■ 演習課題 A:
本文の次の一文を英語に訳しなさい。「最新の2018年版ランキングによると、日本の幸福度は156カ国中54位で、前回との比較では3つ順位を下げました。」
■ 演習課題 B:
本文によると、2018年版ランキングでドイツは何位でしたか。

■ 本文:
= = = = = = =
ランキング結果は一種のソフトパワーになる

 最新の2018年版ランキングによると、日本の幸福度は156カ国中54位で、前回との比較では3つ順位を下げました。日本の順位はかなり悪く、先進主要国では最低となっています。ちなみに、ドイツは15位、米国は18位、英国は19位、フランス23位となっています。

 日本の近くには韓国(57位)やロシア(59位)が位置しています。両国の幸福度はそれほど高いとは思えませんから、やはり日本のランクは低いということになるでしょう。

 こうした国際比較に対しては、国内の一部から、日本の文化や現状を反映していないといった批判が出ているようです。
 しかしながら、こうした声は、ランキングを発表している主体に対してではなく、国内に向けられることがほとんどです。ランキングを出しているところに対して反論するならともかく、国内だけで批判を行ってもあまり意味はないでしょう。

 むしろ、こうしたランキングは、一種の権力(ソフトパワー)であり、反発するのではなく、逆に利用するというしたたかさが必要です。
= = = = = = =
■ データ:
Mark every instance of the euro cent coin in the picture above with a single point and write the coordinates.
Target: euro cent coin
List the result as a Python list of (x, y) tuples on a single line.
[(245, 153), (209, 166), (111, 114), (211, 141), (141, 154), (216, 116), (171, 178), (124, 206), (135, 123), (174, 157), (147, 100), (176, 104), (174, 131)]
= = = = = = =
■ 解答 A:
According to the latest 2018 ranking, Japan's happiness ranked 54th out of 156 countries, down three places from the previous ranking.

■ 解答 B:
15位